:: 課題の説明 ::
2002年を振り返る文章のうち、「キアゲハ通信No.017-「2002年を振り返って」」から「後の診療の励みとなりました.」までを、その語句も含めて一字一句変えずに書き写せ。

:: 対象の文章 ::
キアゲハ通信No.017-「2002年を振り返って」
2014.03.17 更新
「2002年を振り返って」
院長 西田 善彦
皆様,2002年は如何だったでしょうか?私はおかげさまで充実した1年を送らせていただきました.さてその1年を振り返りまして私にとって特に記憶に残っていることといえば次の2つです.
まず,何かと暗い話題の多いこの1年の中でおめでたくかつとっても心地よかったのは,田中耕一さんのノーベル化学賞受賞でなかったでしょうか?田中さんは受賞発表当時,島津製作所という1民間企業の平社員で博士号も持たれず,その上学生時代にはドイツ語の単位不足で1年間留年されたこともあるという経歴でした.誰もが「一体誰」と驚いたことに加えて,まさに晴天の霹靂ですという態度で終始一貫して飾らずさわやかな態度で振る舞われました.私はまだ生まれておりませんでしたが,恐らく戦後の焼け跡時代の湯川秀樹博士の日本人初のノーベル賞受賞もこのように日本中に自信と明るさを与えたのではないでしょうか.そしてさらに私にとってはパーキンソン病のパーキンソン医師や同じく橋本病の橋本医師のように一介の医師でも後世に名を残せることを思いだし,今後の診療の励みとなりました.

:: 与えられた情報 ::
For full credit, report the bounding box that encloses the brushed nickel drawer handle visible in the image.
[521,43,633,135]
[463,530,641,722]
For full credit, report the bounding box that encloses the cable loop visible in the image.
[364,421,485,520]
* * *
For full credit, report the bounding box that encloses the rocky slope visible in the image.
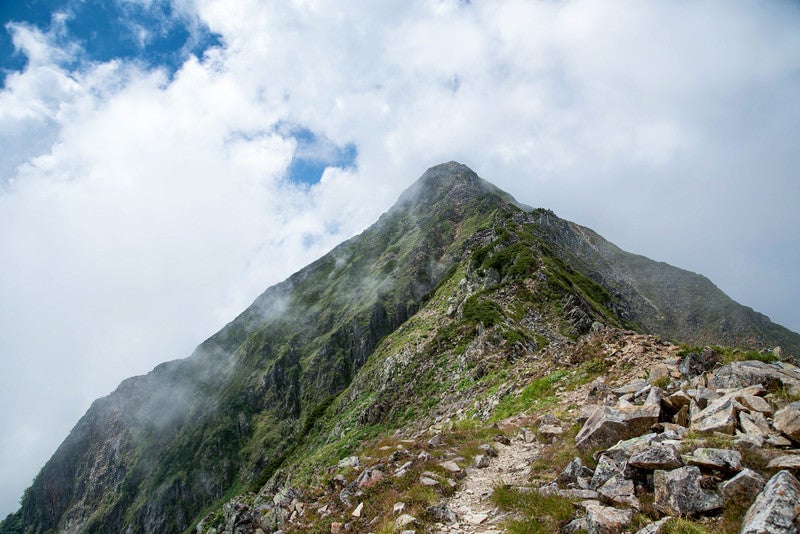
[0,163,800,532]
--
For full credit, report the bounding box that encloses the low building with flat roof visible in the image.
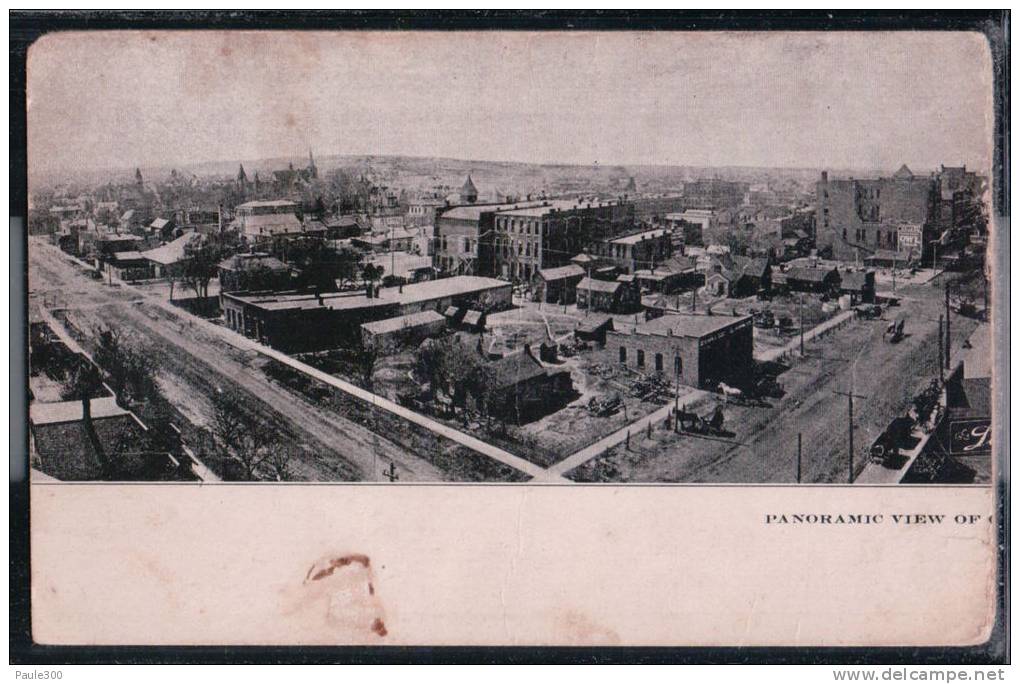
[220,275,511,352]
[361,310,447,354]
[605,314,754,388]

:: 解答 ::
キアゲハ通信No.017-「2002年を振り返って」
2014.03.17 更新
「2002年を振り返って」
院長 西田 善彦
皆様,2002年は如何だったでしょうか?私はおかげさまで充実した1年を送らせていただきました.さてその1年を振り返りまして私にとって特に記憶に残っていることといえば次の2つです.
まず,何かと暗い話題の多いこの1年の中でおめでたくかつとっても心地よかったのは,田中耕一さんのノーベル化学賞受賞でなかったでしょうか?田中さんは受賞発表当時,島津製作所という1民間企業の平社員で博士号も持たれず,その上学生時代にはドイツ語の単位不足で1年間留年されたこともあるという経歴でした.誰もが「一体誰」と驚いたことに加えて,まさに晴天の霹靂ですという態度で終始一貫して飾らずさわやかな態度で振る舞われました.私はまだ生まれておりませんでしたが,恐らく戦後の焼け跡時代の湯川秀樹博士の日本人初のノーベル賞受賞もこのように日本中に自信と明るさを与えたのではないでしょうか.そしてさらに私にとってはパーキンソン病のパーキンソン医師や同じく橋本病の橋本医師のように一介の医師でも後世に名を残せることを思いだし,今後の診療の励みとなりました.